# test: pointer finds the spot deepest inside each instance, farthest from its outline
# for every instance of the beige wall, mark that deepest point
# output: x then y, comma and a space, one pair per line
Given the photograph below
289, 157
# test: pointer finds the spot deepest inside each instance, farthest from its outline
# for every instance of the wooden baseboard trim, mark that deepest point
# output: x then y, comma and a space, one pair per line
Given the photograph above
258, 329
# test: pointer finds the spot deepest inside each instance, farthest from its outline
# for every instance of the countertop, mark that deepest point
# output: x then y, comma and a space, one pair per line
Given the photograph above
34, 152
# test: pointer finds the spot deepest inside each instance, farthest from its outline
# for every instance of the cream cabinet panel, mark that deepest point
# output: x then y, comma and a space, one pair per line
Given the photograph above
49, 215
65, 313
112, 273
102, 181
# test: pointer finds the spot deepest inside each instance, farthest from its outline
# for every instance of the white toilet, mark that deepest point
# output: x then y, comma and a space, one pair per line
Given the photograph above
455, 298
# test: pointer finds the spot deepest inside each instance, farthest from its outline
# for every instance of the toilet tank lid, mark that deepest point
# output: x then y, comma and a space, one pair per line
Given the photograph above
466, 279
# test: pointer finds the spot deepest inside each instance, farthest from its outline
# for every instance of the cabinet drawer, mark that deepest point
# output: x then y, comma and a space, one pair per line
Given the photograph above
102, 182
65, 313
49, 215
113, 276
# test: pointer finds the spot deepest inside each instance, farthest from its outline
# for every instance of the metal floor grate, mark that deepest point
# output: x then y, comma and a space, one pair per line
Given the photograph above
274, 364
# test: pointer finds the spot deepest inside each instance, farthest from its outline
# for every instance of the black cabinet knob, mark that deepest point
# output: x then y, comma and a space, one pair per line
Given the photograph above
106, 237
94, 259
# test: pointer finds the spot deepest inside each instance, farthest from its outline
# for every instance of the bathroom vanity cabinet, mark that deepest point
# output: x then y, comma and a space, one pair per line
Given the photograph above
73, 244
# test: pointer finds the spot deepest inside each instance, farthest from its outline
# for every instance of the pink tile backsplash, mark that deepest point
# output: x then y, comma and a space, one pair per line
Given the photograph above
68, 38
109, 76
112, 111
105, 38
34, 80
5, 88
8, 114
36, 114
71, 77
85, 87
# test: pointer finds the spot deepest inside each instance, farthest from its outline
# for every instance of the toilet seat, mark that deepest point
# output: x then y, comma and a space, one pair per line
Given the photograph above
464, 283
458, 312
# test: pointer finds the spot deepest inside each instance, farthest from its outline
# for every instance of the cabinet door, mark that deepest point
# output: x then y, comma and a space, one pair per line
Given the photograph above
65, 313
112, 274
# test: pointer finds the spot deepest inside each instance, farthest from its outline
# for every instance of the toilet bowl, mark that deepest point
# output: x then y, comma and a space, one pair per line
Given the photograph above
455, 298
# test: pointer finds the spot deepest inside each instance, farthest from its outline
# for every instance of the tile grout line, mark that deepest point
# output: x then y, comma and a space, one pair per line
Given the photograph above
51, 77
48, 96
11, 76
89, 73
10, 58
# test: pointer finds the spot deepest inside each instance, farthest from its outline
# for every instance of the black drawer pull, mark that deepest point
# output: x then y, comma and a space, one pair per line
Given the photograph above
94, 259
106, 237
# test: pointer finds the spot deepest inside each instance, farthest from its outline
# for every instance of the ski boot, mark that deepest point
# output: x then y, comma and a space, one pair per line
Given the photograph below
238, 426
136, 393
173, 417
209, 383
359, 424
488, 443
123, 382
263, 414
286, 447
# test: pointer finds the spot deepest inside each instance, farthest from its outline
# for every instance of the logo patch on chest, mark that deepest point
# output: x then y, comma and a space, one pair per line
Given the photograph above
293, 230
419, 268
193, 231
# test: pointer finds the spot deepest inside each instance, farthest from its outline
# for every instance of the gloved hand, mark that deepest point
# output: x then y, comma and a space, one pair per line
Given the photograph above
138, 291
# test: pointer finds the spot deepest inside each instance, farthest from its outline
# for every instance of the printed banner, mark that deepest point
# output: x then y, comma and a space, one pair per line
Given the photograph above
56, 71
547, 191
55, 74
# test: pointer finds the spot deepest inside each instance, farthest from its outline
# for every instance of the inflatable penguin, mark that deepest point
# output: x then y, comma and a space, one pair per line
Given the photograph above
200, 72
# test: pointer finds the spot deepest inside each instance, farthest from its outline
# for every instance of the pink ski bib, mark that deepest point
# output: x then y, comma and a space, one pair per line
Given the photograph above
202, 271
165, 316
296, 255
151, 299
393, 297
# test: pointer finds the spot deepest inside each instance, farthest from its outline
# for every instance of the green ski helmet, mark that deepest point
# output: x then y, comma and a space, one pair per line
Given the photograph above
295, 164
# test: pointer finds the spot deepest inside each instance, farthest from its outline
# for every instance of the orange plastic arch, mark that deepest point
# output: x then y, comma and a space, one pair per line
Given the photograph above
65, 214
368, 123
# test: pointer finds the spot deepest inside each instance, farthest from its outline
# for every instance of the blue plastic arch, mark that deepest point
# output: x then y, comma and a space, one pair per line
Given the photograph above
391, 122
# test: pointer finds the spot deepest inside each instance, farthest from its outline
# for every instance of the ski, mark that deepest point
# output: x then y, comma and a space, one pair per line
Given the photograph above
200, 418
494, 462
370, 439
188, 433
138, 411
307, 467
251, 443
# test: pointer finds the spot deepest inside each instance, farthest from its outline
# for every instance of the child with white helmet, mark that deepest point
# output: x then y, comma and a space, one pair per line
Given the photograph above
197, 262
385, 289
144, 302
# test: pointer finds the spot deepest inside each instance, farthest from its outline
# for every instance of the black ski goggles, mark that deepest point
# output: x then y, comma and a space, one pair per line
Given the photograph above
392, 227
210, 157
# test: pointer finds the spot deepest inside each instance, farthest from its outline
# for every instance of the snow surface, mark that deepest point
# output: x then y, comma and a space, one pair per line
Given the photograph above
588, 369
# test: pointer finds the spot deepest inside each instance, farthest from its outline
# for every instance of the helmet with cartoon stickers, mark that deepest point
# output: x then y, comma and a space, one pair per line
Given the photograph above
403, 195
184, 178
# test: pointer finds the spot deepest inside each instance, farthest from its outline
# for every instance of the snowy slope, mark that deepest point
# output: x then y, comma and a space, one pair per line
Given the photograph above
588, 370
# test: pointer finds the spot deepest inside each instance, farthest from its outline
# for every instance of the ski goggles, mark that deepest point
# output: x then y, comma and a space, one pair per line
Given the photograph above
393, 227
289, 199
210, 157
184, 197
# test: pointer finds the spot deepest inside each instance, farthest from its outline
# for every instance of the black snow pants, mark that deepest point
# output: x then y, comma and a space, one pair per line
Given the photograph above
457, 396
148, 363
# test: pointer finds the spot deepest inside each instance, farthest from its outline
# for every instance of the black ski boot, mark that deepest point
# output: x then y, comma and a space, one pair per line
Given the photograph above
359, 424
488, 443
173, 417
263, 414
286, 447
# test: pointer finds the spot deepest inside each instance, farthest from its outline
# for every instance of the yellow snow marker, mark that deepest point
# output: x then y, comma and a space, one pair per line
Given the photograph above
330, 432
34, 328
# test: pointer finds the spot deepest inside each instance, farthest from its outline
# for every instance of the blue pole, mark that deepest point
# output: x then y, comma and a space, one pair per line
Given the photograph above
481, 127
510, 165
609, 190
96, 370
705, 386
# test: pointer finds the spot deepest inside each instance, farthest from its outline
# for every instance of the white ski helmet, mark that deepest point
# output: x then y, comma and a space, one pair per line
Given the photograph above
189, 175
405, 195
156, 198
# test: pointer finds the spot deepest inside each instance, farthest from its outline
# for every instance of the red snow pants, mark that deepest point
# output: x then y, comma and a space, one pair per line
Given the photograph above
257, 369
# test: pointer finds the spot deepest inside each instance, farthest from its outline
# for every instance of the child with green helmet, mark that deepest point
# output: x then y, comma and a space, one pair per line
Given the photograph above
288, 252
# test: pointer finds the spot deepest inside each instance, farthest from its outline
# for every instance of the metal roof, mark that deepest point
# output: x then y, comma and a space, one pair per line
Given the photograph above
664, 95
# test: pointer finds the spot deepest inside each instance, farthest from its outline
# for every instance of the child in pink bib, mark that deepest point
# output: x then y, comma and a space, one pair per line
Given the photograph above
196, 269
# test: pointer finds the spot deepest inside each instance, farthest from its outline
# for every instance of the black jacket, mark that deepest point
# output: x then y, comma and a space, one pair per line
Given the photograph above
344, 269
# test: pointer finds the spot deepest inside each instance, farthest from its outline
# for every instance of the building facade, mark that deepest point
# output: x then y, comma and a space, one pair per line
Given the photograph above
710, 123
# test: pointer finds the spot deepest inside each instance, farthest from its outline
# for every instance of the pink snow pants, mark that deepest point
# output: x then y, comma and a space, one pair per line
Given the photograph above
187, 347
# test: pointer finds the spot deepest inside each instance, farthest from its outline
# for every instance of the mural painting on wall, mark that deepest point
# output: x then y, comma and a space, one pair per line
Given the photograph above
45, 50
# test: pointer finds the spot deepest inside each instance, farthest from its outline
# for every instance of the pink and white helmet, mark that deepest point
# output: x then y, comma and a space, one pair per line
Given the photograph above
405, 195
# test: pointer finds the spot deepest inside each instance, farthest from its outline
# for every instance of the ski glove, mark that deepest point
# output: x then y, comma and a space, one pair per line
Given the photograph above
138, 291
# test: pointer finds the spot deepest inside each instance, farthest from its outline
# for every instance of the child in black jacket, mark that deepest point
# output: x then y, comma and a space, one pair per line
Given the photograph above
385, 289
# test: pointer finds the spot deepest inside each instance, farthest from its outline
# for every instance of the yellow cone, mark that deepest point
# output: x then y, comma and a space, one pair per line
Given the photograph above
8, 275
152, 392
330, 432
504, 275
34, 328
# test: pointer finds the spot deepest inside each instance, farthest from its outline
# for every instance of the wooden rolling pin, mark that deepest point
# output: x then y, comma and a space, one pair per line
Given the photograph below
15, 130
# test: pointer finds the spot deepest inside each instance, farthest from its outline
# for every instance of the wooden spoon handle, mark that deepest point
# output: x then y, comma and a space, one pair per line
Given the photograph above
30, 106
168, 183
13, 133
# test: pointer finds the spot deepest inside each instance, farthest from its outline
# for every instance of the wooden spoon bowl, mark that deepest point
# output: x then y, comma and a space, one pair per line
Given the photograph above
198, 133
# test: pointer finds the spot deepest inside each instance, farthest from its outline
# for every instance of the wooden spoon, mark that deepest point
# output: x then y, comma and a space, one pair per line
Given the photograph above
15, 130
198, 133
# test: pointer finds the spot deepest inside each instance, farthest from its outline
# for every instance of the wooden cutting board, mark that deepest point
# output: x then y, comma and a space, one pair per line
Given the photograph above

--

- **Instructions for the task**:
From the listing, reproduce every line where the word "pink" is present.

- **Written reply**:
# for every instance of the pink tile backsplash, mark that deepest point
# for every instance of the pink ski bib, mark that deepest point
# for every instance of the child in pink bib, mark that deepest point
# for every instance of the pink snow pants, mark that deepest point
# for every instance of the pink and white helmet, mark that deepest point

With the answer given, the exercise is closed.